[Description of the task]
Would it be possible to output exactly, and only, the lines below from the one holding "# point at: small" to the last line, both included, with every picture left out?

[Stored records]
****************************************
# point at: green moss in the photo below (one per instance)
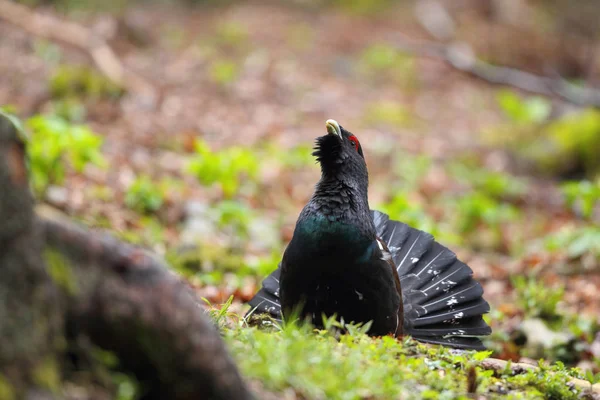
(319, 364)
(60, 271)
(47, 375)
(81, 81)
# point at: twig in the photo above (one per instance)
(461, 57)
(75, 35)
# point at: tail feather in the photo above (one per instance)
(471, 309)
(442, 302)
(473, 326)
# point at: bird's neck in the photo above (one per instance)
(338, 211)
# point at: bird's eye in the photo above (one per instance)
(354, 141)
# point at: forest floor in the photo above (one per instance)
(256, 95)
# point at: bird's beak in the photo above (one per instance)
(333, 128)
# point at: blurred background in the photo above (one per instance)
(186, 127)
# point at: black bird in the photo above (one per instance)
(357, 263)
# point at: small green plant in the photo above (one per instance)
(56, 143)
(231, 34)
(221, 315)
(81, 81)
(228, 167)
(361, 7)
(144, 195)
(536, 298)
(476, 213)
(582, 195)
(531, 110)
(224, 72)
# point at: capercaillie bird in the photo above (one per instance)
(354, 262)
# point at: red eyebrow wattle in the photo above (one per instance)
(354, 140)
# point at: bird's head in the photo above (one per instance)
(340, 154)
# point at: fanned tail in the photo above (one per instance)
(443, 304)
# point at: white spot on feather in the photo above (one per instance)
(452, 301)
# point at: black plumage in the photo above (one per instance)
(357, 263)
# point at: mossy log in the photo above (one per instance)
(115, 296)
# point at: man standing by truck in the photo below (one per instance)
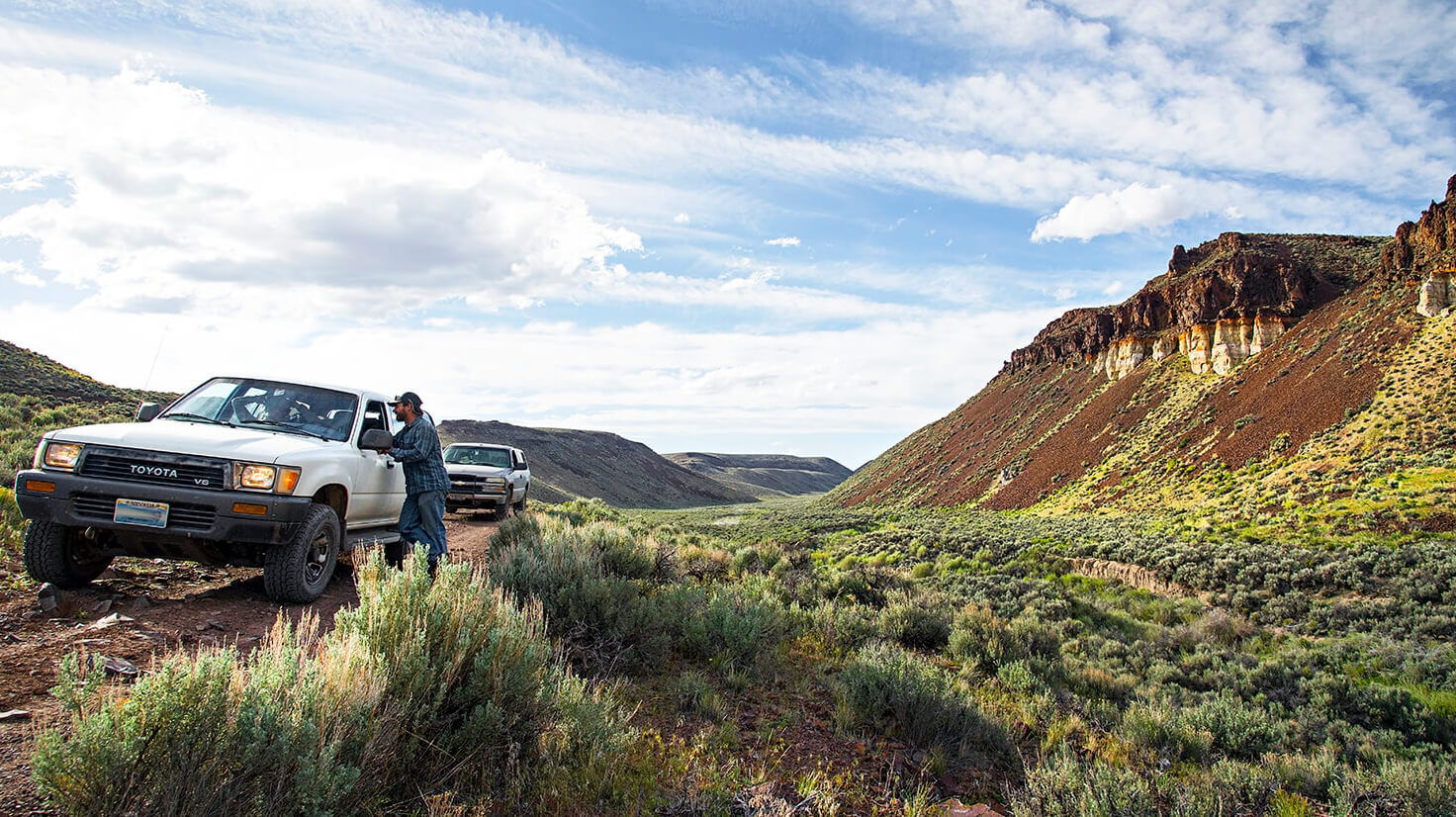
****************************************
[Finished exercise]
# point at: small green plant in the photo above (one per instance)
(56, 143)
(231, 34)
(221, 315)
(81, 81)
(228, 167)
(361, 7)
(144, 195)
(536, 298)
(476, 213)
(582, 195)
(531, 110)
(224, 72)
# point at: capercaillie bird in the photo above (one per instance)
(354, 262)
# point at: red eyebrow wattle in the photo above (one per instance)
(354, 140)
# point at: bird's head in the photo above (one per instance)
(340, 154)
# point at: fanned tail in the photo above (one per instance)
(443, 304)
# point at: white spot on feather in the photo above (one per instance)
(452, 301)
# point at: black plumage in the photo above (one per instance)
(357, 263)
# point at: mossy log in the photo above (one per instance)
(115, 296)
# point at: man standing by truck in the photo below (one per instance)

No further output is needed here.